Task objective => Copy every line of the listing below word for word, leaving the pictures out of your copy.

Dataset rows:
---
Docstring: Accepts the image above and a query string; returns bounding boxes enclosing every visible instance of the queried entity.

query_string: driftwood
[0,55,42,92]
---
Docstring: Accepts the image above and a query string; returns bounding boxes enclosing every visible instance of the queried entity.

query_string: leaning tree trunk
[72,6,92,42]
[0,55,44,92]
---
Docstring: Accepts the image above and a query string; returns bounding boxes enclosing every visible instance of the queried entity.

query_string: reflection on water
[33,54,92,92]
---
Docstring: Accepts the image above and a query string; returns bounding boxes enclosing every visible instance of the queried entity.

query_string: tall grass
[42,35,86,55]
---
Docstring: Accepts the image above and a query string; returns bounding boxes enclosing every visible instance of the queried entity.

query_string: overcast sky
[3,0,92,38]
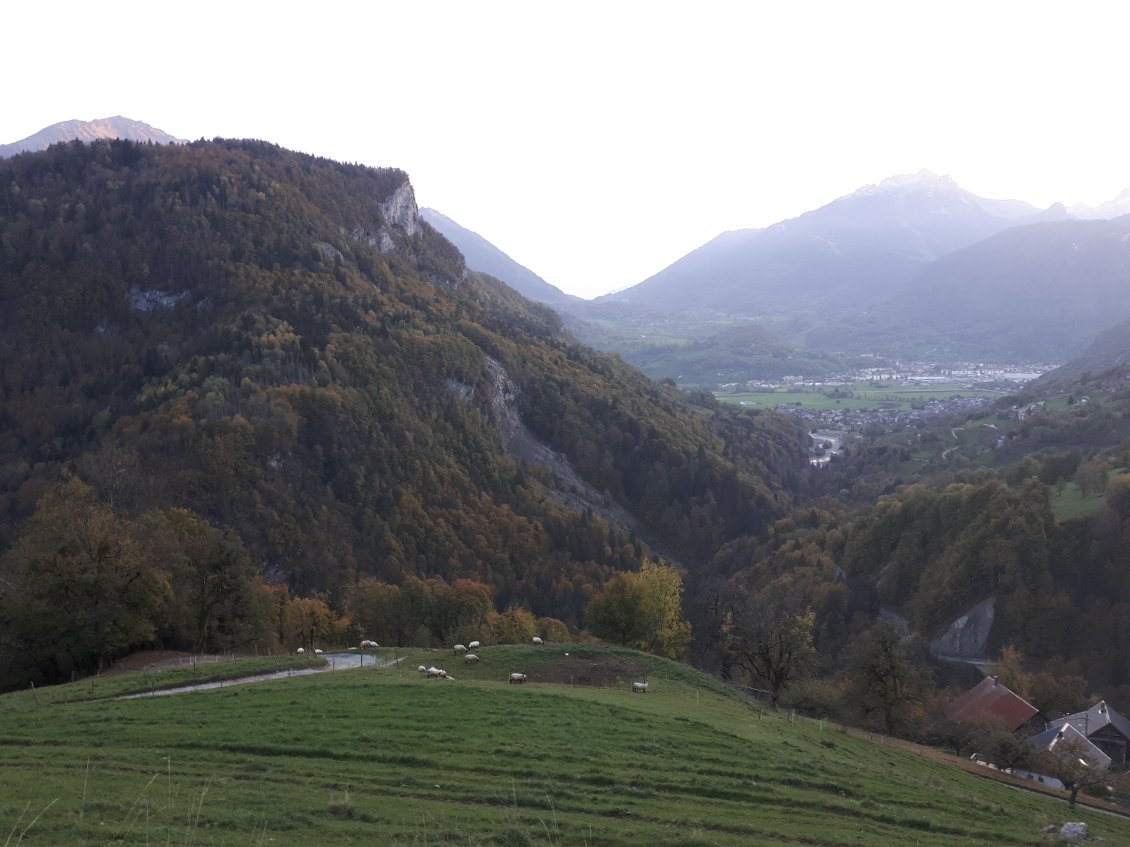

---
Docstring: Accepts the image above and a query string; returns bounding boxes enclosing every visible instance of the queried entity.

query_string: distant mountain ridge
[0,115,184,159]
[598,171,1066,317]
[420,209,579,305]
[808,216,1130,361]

Expected output =>
---
Docstring: Accepts the image above and a query string; returns bounding boxes enclosing every visible instance of the queried entity.

query_string: driftwood
[0,55,42,92]
---
Docstring: Accepts the image above and a query string; returns bounding boxes enclosing every visible instance of the queried entity.

query_string: leaning tree trunk
[72,6,92,42]
[0,55,44,92]
---
Docstring: Accepts the image above and a query string; returns bounding boxes enclosing every visible instance of the queried entity.

query_string: reflection on water
[33,54,92,92]
---
Docstring: Accepts the image above and a query string; returns bounding boxes enclosing every visible instance of the queried entity.

query_string: tall grass
[42,35,86,55]
---
Docstring: Accepts the image above and a query string; returns bounding boxes enclosing every visible instance of the queried entity.

query_string: overcast sky
[3,0,92,38]

---
Docstring: Accepts the image above and a query string; returns bounding boxes enclosing every visible instance of the queried entity.

query_string: distant mountain ridge
[0,115,184,159]
[598,171,1066,317]
[420,209,579,305]
[808,216,1130,361]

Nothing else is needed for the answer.